# Stated task
Starting at the line that holds "the form (73,68);", set down each line through the end of the listing, exactly as written and with nothing added.

# Raw data
━━━
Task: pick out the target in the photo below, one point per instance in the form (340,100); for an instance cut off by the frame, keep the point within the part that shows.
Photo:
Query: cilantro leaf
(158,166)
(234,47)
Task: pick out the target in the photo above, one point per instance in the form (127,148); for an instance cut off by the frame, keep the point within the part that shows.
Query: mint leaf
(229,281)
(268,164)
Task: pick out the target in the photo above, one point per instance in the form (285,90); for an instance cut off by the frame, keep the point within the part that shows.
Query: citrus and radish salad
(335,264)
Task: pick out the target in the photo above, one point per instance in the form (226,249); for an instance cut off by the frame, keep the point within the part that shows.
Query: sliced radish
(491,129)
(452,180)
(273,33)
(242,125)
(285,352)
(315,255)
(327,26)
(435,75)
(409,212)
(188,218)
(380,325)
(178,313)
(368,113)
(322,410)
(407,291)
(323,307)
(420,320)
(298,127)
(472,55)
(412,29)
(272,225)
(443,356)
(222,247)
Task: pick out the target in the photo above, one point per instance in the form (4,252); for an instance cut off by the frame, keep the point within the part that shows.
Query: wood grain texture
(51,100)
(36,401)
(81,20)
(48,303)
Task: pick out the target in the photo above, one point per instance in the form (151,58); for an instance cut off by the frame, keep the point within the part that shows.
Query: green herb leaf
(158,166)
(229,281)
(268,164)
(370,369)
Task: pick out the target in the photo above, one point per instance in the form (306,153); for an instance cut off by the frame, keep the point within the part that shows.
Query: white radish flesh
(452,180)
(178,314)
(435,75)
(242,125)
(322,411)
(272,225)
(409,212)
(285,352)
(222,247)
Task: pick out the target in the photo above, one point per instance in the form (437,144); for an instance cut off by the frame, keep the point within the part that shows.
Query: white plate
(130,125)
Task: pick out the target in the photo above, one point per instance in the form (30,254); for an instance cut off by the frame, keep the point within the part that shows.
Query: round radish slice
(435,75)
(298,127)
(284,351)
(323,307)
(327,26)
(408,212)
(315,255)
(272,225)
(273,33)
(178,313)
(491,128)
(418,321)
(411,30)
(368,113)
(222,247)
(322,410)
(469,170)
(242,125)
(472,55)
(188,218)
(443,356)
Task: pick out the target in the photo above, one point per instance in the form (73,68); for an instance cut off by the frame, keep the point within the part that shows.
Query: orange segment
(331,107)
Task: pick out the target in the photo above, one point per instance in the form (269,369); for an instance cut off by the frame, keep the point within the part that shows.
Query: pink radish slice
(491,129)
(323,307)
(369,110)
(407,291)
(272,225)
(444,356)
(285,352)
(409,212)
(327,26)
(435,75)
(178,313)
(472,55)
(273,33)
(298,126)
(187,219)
━━━
# Result of this task
Task: pick out the target in the photo above, one point per instance in the form (73,68); for an instance cut off by the frame, keep the point within the part that shows.
Query: orange segment
(331,107)
Task: pick out the target in the photo above, one point per instance in the form (269,369); for an instance cut off by the frame, keep the point within the part that shows.
Query: pink radish slice
(491,129)
(323,307)
(369,110)
(407,291)
(272,225)
(444,356)
(285,352)
(409,212)
(327,26)
(435,75)
(178,313)
(472,55)
(273,33)
(298,126)
(187,219)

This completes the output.